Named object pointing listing
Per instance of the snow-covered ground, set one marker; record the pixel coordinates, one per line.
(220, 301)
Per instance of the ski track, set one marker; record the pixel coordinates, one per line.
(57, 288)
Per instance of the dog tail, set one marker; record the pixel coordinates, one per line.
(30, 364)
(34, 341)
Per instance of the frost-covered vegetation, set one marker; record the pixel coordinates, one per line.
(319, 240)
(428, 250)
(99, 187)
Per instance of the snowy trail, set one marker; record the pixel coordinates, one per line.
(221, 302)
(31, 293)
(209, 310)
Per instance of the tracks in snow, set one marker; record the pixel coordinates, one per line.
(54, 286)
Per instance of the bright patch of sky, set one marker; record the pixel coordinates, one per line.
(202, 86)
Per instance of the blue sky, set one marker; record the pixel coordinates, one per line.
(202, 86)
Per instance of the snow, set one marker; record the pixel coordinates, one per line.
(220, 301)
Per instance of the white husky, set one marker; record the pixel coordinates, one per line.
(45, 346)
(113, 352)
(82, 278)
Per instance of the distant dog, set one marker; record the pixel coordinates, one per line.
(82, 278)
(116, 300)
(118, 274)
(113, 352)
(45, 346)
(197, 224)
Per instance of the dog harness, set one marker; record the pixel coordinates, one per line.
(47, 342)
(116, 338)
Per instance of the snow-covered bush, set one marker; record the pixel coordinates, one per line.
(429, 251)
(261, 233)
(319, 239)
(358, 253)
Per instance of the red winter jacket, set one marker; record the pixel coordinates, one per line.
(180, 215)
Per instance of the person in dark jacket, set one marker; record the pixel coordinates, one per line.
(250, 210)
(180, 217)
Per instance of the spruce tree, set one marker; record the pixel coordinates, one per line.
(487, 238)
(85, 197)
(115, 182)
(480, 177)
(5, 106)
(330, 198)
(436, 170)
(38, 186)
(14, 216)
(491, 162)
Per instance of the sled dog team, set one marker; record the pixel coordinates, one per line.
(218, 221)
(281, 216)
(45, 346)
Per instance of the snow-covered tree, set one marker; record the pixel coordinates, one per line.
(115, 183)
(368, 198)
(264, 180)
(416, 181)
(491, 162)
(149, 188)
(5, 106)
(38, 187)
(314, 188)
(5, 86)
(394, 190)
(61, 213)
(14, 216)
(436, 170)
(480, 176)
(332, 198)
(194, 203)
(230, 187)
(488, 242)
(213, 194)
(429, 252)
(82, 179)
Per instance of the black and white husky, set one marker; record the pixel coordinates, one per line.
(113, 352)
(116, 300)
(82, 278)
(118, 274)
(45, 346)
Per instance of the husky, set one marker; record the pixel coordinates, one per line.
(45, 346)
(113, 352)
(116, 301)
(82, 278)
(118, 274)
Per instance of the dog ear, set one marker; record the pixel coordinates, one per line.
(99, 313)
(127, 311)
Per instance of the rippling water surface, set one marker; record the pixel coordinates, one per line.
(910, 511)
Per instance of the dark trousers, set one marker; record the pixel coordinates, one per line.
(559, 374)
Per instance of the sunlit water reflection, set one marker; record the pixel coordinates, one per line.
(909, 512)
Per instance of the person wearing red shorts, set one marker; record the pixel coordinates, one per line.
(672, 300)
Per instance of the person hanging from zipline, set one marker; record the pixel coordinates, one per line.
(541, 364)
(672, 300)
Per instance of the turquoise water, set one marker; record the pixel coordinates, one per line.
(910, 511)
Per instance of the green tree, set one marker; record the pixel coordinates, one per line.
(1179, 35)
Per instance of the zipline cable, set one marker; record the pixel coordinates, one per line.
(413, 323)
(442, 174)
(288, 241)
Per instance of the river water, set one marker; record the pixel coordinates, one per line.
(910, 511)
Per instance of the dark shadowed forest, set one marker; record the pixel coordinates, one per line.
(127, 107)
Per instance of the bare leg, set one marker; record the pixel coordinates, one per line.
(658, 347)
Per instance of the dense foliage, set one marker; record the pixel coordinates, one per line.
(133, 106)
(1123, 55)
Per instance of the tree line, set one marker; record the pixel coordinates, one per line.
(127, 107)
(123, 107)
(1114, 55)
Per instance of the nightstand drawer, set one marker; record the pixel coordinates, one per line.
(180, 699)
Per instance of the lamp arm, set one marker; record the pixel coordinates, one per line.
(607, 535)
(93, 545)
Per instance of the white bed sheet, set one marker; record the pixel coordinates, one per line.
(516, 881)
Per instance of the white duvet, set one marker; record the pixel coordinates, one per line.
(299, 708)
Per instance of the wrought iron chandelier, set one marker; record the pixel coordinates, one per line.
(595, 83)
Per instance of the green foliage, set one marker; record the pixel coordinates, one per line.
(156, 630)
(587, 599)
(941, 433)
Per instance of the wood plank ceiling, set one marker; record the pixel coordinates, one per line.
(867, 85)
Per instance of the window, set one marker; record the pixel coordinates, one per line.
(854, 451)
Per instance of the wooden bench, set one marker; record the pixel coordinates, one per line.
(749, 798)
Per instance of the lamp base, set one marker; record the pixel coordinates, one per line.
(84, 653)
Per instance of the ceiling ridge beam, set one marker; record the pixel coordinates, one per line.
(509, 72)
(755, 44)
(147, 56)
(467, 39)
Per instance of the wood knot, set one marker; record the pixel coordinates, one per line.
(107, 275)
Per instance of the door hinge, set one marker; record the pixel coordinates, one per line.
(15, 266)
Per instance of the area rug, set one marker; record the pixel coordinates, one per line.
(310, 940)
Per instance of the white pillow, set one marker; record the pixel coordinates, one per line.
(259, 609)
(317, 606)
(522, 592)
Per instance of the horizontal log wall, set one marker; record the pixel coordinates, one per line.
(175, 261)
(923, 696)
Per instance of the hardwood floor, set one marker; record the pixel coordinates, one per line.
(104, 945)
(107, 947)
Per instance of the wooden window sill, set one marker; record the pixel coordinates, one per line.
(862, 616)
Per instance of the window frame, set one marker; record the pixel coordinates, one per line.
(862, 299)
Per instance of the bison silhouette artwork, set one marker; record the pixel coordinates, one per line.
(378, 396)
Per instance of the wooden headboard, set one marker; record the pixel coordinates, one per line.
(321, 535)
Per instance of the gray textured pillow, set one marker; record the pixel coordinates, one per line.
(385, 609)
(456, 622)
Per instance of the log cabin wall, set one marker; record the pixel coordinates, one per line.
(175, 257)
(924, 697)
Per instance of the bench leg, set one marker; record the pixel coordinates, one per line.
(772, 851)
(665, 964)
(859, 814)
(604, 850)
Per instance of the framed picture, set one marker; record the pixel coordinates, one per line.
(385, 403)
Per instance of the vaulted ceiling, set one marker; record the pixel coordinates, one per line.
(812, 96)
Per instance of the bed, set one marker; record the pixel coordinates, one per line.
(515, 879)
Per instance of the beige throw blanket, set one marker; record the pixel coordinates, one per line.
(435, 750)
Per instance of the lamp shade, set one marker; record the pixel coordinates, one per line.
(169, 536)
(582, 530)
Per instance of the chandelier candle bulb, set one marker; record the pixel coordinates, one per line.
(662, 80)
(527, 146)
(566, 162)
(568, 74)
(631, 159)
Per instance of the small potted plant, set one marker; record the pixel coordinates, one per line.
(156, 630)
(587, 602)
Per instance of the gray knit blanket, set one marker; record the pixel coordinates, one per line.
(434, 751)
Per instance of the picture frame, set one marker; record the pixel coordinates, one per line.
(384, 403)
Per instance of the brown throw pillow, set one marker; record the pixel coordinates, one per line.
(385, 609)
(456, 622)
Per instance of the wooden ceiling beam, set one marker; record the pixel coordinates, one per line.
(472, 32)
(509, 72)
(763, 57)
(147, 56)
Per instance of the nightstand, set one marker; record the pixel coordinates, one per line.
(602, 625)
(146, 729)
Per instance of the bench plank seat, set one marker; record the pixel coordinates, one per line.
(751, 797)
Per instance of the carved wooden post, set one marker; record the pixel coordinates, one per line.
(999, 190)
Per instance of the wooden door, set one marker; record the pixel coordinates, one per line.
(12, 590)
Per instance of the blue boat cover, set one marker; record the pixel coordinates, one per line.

- _DIRECTIONS_: Starting at the line that contains "Per instance of the brown" and continuing through the end of the listing, write those lines out again, requests included. Scale every pixel coordinate in the answers by 1.55 and round each to a whole number, with halves rounded up.

- _THE REPLY_:
Per instance of the brown throw pillow, set one marker; record the pixel coordinates, one per line.
(597, 944)
(707, 964)
Per instance of the wooden ceiling beam, set one marker; record the pixel coordinates, one per line.
(732, 50)
(789, 112)
(1183, 88)
(228, 87)
Per instance of the nightstand, set one marker; record the pixel coordinates, one per line.
(933, 969)
(226, 1130)
Per instance of the bench plank seat, set one marker; record the pixel coordinates, one per line.
(1164, 1235)
Per instance of the carved wooden post, set one marker; record the pixel coordinates, one per line.
(1548, 295)
Per instance of the wooden door, set one marker; record the pixel coordinates, one per line.
(19, 915)
Per instance of the blue boat cover, set one marker; record the pixel coordinates, one per line.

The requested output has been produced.